The task:
Rewrite the data below, replacing each occurrence of "agriculture field log" with "farm survey record" and leaving everything else unchanged.

Provided records:

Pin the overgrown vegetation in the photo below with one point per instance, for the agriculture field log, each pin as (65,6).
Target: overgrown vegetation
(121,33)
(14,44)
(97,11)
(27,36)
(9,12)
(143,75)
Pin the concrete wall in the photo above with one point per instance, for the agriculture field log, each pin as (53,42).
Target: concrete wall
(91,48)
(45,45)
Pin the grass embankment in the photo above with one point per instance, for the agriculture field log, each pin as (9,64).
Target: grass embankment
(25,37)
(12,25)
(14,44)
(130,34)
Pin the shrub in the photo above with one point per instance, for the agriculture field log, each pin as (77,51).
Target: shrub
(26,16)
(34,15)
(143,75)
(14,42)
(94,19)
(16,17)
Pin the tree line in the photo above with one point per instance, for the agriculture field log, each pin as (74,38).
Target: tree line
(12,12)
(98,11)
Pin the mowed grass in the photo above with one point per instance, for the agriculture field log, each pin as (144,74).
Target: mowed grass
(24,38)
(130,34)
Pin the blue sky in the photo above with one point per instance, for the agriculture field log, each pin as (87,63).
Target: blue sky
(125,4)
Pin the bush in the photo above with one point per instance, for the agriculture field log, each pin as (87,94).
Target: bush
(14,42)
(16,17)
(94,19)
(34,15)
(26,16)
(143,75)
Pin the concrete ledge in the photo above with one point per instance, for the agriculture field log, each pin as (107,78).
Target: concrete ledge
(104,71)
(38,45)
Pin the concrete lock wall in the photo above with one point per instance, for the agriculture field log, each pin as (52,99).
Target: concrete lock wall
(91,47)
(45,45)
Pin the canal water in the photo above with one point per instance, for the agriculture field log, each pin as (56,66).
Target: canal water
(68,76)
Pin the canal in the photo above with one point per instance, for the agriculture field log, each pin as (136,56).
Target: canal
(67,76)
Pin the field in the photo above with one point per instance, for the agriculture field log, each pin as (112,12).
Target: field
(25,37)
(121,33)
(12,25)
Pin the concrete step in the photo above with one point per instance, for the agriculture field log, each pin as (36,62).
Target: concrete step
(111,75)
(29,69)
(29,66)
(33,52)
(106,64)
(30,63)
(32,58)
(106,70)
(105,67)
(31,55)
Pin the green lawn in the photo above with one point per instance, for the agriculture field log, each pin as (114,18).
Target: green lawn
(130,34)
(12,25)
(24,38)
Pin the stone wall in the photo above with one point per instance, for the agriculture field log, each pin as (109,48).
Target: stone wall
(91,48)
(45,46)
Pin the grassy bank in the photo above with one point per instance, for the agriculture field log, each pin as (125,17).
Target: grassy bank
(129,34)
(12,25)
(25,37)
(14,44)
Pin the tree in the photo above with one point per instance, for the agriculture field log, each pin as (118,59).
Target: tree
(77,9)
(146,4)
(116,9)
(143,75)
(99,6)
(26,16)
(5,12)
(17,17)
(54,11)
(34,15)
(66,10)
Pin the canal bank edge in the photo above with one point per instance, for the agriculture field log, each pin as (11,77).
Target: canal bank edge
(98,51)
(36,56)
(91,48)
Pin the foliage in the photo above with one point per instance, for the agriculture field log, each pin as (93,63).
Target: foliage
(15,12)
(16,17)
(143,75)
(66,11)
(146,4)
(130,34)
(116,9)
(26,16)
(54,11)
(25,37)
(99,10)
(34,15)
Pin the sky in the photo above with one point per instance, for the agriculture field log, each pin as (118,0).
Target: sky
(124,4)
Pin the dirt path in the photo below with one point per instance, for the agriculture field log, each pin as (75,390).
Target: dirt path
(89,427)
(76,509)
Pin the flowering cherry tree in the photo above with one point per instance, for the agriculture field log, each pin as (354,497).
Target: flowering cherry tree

Response to this task:
Pin the overgrown vegetation in the photo below with one point per instance, for the farm survey record, each pin as (65,6).
Target: overgrown vegetation
(121,33)
(14,44)
(97,11)
(27,36)
(9,12)
(143,75)
Pin the concrete wall in the photo above with one point per instance, for the farm survey record, each pin as (53,42).
Target: concrete wall
(91,48)
(45,45)
Pin the grass embankment in the photo above with one point per instance, for the farm survey record, each pin as (9,64).
Target: grass embankment
(25,37)
(12,25)
(14,44)
(130,34)
Pin the shrub in the photo above with one point per instance, for the farm survey record, each pin as (77,51).
Target: shrub
(26,16)
(34,15)
(143,75)
(14,42)
(94,19)
(16,17)
Pin the tree line in the photo above with one point per instance, for the farm survey record, each pin as (74,38).
Target: tree line
(12,12)
(98,11)
Pin the mowed grass in the photo above with one point per instance, for the farm survey record, each pin as (144,74).
Target: mowed grass
(24,38)
(130,34)
Pin the blue sky in the photo above with one point per instance, for the farm survey record, each pin as (87,63).
Target: blue sky
(125,4)
Pin the bush in the photo above with one point per instance, for the farm survey record, each pin as (87,94).
Target: bush
(14,42)
(16,17)
(94,19)
(34,15)
(26,16)
(143,75)
Pin the concrete ledge in the photo above with one point per instance, for the farm survey record, each pin as (107,78).
Target: concrete ledge
(104,71)
(38,45)
Pin the concrete lock wall in the photo above with one point per instance, for the farm survey record, each pin as (52,99).
Target: concrete lock wall
(91,47)
(45,45)
Pin the canal water in the photo above with one point per instance, for the farm survey record, each pin as (56,66).
Target: canal water
(68,76)
Pin the canal in the photo above with one point per instance, for the farm survey record, each pin as (136,56).
Target: canal
(67,76)
Pin the field in the photo above with one point per instance, for the farm survey record, each pin as (112,12).
Target: field
(25,37)
(121,33)
(12,25)
Pin the concrete step in the photo above with one point per instance, for the farm survey record, each pin as (36,62).
Target: concrete step
(111,75)
(29,69)
(29,66)
(33,52)
(106,64)
(30,63)
(32,58)
(106,70)
(105,67)
(31,55)
Pin the green lawn in the photo above with one point per instance, for the farm survey record, each pin as (114,18).
Target: green lawn
(130,34)
(12,25)
(24,38)
Pin the stone wall in the photo above with one point per instance, for the farm survey record, each pin as (109,48).
Target: stone wall
(91,48)
(45,46)
Pin the grassy bank in the photo above with one point per instance, for the farm survey record, each pin as (125,17).
Target: grassy bank
(129,34)
(12,25)
(25,37)
(14,44)
Pin the tree in the photo above with one point per instance, for the farm survey record, each pin as (118,59).
Target: tree
(77,9)
(146,4)
(116,9)
(143,75)
(99,6)
(26,16)
(5,12)
(17,17)
(54,11)
(34,15)
(66,10)
Pin the canal bank edge in the photo above with one point per instance, for the farm survey record, each pin as (11,77).
Target: canal bank edge
(98,51)
(36,56)
(91,48)
Pin the foliage in the photo above with one point per instance, for the farm survey record, each pin as (93,63).
Target: foliage
(15,12)
(16,17)
(143,75)
(66,11)
(146,4)
(130,34)
(116,9)
(26,16)
(54,11)
(25,37)
(99,10)
(34,15)
Pin the sky in the photo above with one point per instance, for the farm survey record, each pin as (118,0).
Target: sky
(124,4)
Pin the dirt path in the photo below with one point per instance, for the farm survey record, each pin as (75,390).
Target: dirt path
(89,427)
(76,509)
Pin the flowering cherry tree in the photo above with one point per instance, for the farm survey record, each pin as (354,497).
Target: flowering cherry tree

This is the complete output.